TO DO = Exactly as they stand, set down the following records once more.
───── DATA IN THIS EXERCISE ─────
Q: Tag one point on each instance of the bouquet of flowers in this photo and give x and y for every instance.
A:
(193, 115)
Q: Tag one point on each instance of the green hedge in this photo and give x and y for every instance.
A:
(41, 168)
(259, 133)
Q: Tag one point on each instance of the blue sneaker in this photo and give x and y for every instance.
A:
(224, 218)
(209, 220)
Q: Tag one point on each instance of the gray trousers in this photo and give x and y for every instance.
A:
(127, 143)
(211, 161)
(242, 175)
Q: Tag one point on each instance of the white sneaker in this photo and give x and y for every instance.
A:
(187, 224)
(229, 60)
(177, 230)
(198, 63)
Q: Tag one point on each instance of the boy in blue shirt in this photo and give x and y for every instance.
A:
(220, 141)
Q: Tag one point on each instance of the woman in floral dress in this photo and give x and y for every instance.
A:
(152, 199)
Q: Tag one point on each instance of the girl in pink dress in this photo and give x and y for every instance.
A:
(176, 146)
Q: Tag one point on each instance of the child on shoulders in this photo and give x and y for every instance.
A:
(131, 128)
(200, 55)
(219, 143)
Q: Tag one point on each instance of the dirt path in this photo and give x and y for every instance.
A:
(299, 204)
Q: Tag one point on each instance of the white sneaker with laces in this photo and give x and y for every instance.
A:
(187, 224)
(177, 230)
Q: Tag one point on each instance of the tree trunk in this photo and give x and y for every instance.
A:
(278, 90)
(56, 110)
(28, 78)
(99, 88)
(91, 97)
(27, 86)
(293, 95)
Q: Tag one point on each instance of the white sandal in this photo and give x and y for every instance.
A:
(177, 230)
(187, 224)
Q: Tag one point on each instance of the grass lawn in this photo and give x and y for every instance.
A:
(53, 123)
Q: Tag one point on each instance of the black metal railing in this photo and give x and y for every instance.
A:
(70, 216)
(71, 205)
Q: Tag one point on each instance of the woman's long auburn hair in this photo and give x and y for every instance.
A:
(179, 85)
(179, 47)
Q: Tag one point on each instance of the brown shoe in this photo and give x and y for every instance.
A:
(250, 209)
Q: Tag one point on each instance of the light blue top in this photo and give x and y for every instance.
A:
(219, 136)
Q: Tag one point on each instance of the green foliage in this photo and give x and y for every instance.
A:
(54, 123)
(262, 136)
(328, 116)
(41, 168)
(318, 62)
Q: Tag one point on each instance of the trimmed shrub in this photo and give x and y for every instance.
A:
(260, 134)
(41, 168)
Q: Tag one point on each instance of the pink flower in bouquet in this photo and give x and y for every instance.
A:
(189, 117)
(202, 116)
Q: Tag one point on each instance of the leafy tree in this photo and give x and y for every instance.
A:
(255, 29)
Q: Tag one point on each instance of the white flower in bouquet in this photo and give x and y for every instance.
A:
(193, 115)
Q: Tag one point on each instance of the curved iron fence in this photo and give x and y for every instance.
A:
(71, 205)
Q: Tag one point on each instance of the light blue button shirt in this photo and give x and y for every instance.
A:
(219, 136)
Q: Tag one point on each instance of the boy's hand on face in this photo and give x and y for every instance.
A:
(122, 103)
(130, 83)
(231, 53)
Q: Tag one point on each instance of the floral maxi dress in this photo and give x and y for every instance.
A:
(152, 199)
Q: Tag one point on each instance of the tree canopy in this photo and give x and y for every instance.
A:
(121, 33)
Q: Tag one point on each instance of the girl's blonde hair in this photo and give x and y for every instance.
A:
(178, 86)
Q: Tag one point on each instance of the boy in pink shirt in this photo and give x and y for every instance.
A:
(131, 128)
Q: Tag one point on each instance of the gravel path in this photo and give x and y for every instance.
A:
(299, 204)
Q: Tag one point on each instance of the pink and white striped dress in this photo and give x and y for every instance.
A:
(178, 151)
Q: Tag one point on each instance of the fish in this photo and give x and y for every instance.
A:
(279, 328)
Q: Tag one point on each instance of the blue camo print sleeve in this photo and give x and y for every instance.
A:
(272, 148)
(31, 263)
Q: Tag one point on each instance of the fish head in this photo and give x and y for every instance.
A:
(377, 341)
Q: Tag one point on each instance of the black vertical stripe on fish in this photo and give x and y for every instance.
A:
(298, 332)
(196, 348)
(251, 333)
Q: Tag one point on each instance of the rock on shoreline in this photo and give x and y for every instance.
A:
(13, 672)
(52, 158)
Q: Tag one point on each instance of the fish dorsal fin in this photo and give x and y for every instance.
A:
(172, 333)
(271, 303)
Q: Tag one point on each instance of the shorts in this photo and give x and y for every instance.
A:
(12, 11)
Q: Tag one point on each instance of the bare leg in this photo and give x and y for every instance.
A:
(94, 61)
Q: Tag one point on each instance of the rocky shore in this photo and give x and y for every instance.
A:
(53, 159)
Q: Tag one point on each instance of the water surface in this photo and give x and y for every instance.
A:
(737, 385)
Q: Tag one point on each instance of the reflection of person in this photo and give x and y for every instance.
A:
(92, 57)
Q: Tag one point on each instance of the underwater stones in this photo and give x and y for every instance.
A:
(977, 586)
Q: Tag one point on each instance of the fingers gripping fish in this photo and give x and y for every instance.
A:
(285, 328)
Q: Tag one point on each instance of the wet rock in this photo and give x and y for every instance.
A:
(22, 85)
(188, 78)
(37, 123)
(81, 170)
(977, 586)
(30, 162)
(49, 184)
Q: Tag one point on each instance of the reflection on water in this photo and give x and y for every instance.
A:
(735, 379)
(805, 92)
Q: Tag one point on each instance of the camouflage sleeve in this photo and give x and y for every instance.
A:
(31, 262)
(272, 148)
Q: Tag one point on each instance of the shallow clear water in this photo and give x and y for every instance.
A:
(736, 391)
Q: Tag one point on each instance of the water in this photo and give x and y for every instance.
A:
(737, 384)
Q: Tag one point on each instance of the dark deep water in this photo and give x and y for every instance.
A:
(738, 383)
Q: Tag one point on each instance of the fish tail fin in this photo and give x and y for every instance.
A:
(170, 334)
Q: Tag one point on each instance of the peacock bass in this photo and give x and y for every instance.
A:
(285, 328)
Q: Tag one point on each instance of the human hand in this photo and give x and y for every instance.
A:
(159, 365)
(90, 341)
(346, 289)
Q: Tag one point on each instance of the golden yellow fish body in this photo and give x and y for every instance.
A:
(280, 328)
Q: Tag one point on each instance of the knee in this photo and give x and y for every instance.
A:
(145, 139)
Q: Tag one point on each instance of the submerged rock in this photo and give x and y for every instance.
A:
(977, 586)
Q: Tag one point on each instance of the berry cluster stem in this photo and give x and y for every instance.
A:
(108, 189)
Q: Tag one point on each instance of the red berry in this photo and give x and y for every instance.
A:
─────
EXERCISE OUTPUT =
Q: Tag one point on each instance of the bouquet of flowers in this photo and give x and y for every instance.
A:
(193, 115)
Q: Tag one point on each instance of the green hedge in this photo and give x and y for every instance.
A:
(41, 168)
(259, 133)
Q: Tag one point on each instance of the blue sneaker in this photo and give x and y for every instance.
A:
(224, 218)
(209, 220)
Q: Tag one point on each instance of the gray trousers in this photo and give x and y for every instance.
A:
(127, 143)
(211, 161)
(242, 175)
Q: Tag one point on each instance of the white sneaker in this photo and give x and y for every instance.
A:
(187, 224)
(229, 60)
(177, 230)
(198, 63)
Q: Tag one point on each instance of the boy in blue shirt in this photo and give x and y for every instance.
A:
(220, 141)
Q: Tag one point on each instance of the woman in floral dress in this photo and give x and y for every instance.
A:
(152, 199)
Q: Tag one point on each instance of the girl in pink dress in this photo and give x and y for every instance.
A:
(176, 146)
Q: Tag one point on each instance of the child on shoulders in this photo and give x and y for every instance.
A:
(131, 128)
(200, 55)
(219, 143)
Q: Tag one point on each instance of the dirt path in this photo and give x and y for every instance.
A:
(299, 204)
Q: Tag one point on each instance of the white sneaker with laces in this photo and give x and y for every instance.
A:
(187, 224)
(177, 230)
Q: Tag one point on each instance of the tree trunk in this photo and give x and y for every instance.
A:
(278, 90)
(56, 110)
(28, 78)
(99, 88)
(91, 97)
(27, 86)
(293, 95)
Q: Tag one point on each instance of the white sandal in this photo and give x and y for every instance.
A:
(177, 230)
(187, 224)
Q: Tag one point on each instance of the grass lawn in this photo and give x and y for every instance.
A:
(53, 123)
Q: Tag one point on each instance of the black metal railing in this photo and give x and y for every instance.
A:
(70, 216)
(71, 205)
Q: Tag one point on each instance of the woman's long auburn hair in this photo and give x and y for every instance.
A:
(179, 85)
(179, 47)
Q: Tag one point on each instance of the brown shoe in this photo and give x and y for every instance.
A:
(250, 209)
Q: Tag one point on each instance of the light blue top in this photo and give x and y for every instance.
A:
(219, 136)
Q: Tag one point on each instance of the green foliage in this photo and give x and y for every instance.
A:
(54, 123)
(262, 136)
(328, 116)
(41, 168)
(318, 62)
Q: Tag one point on each instance of the trimmed shrub in this photo and give x and y for every instance.
A:
(260, 134)
(41, 168)
Q: Tag one point on each instance of the pink flower in bouquet in this photo and give x and y for every instance.
A:
(189, 117)
(202, 116)
Q: Tag one point on each instance of the leafy tree in this photo and give x and y for every instance.
A:
(255, 29)
Q: Tag one point on each instance of the white flower in bouquet in this photo and give x and y for every instance.
A:
(193, 115)
Q: Tag one point on each instance of the curved iron fence in this photo and give x and y for every instance.
A:
(71, 205)
Q: Tag one point on each instance of the light blue button shirt in this photo and give x and y for every instance.
A:
(219, 136)
Q: Tag one point on each instance of the boy's hand on face in this photo and give x and y for every instance.
A:
(122, 103)
(130, 83)
(231, 53)
Q: Tag one point on each instance of the floral maxi dress in this photo and give x and y for every instance.
A:
(152, 199)
Q: Tag one point on each instance of the tree canopy in this photo and give x and y for every instance.
A:
(121, 33)
Q: Tag one point on each instance of the girl's blonde hair in this photo and give x and y for every instance.
A:
(178, 86)
Q: Tag one point on each instance of the boy in pink shirt in this photo and give x and y for every instance.
A:
(131, 128)
Q: Tag one point on each instance of the gravel path in this photo and give x and y for every instance.
A:
(299, 204)
Q: Tag one point on each instance of the pink and white striped dress in this photo and give x and y for every instance.
A:
(178, 151)
Q: Tag one point on each instance of the fish in this photo and give x and y for every instance.
A:
(279, 328)
Q: Tag one point on each instance of the blue camo print sleeve in this photo and give x and y for every instance.
A:
(272, 148)
(31, 263)
Q: Tag one point on each instance of the fish head in this photo and give x and y for every instance.
A:
(377, 341)
Q: Tag one point on each instance of the black vertical stripe on fish in this photo and give x and y for every instance.
A:
(298, 332)
(196, 348)
(251, 333)
Q: Tag one point on each instance of the rock on shoreline in this photo and give x and y for every instance.
A:
(13, 672)
(52, 158)
Q: Tag one point on each instance of the fish dorsal fin in this photo and give x and y for every instance.
A:
(172, 333)
(271, 303)
Q: Tag one point on each instance of the shorts in this photo and give x and y for every instance.
A:
(12, 11)
Q: Tag one point on each instance of the bare leg in this photo and give x and y for every instance.
A:
(94, 61)
Q: Tag one point on each instance of the rocky shore in this photo and give x and y for every instance.
A:
(53, 159)
Q: Tag one point on each instance of the water surface in this photo and give x and y for every instance.
A:
(737, 385)
Q: Tag one point on each instance of the reflection of person in this photo and give x and y for every instance.
A:
(92, 57)
Q: Tag one point on each instance of the underwater stones in this photo and give x and y for every instance.
A:
(977, 586)
Q: Tag one point on each instance of the fingers gripping fish in this photo and give x and y for every instance.
A:
(285, 328)
Q: Tag one point on each instance of the wet rock in this photo and give x and y for every instance.
A:
(22, 85)
(188, 78)
(37, 123)
(81, 170)
(977, 586)
(30, 162)
(49, 184)
Q: Tag one point on each instance of the reflection on water in this photo and give x and y for every instance.
A:
(735, 379)
(805, 92)
Q: Tag one point on each instance of the camouflage sleeve in this photo and give x and y for every instance.
A:
(31, 262)
(272, 148)
Q: Tag one point on each instance of the shallow clear water in this photo and give x and y for every instance.
A:
(736, 391)
Q: Tag one point on each instance of the water in this photo and give x and y for every instance.
A:
(737, 384)
Q: Tag one point on each instance of the dark deep water in this photo and give x and y for every instance.
A:
(738, 383)
Q: Tag one point on each instance of the fish tail fin in this photo and give x and y for every instance.
A:
(170, 334)
Q: Tag one point on each instance of the peacock bass in this photo and give x and y for every instance.
A:
(285, 328)
Q: Tag one point on each instance of the human hand in this photo and give x and y for every instance.
A:
(159, 365)
(90, 341)
(346, 289)
Q: Tag one point on each instance of the golden yellow fish body in this photo and give x and y for every instance.
A:
(280, 328)
Q: Tag one point on each instance of the knee in this photo and give x and y for every instance.
A:
(145, 139)
Q: Tag one point on each instance of the submerged rock in this photo and give x and y for every instance.
A:
(977, 586)
Q: Tag one point on each instance of the berry cluster stem in this photo and give x and y for every instance.
A:
(108, 189)
Q: Tag one point on each instance of the red berry in this photo and give x and y for every instance.
A:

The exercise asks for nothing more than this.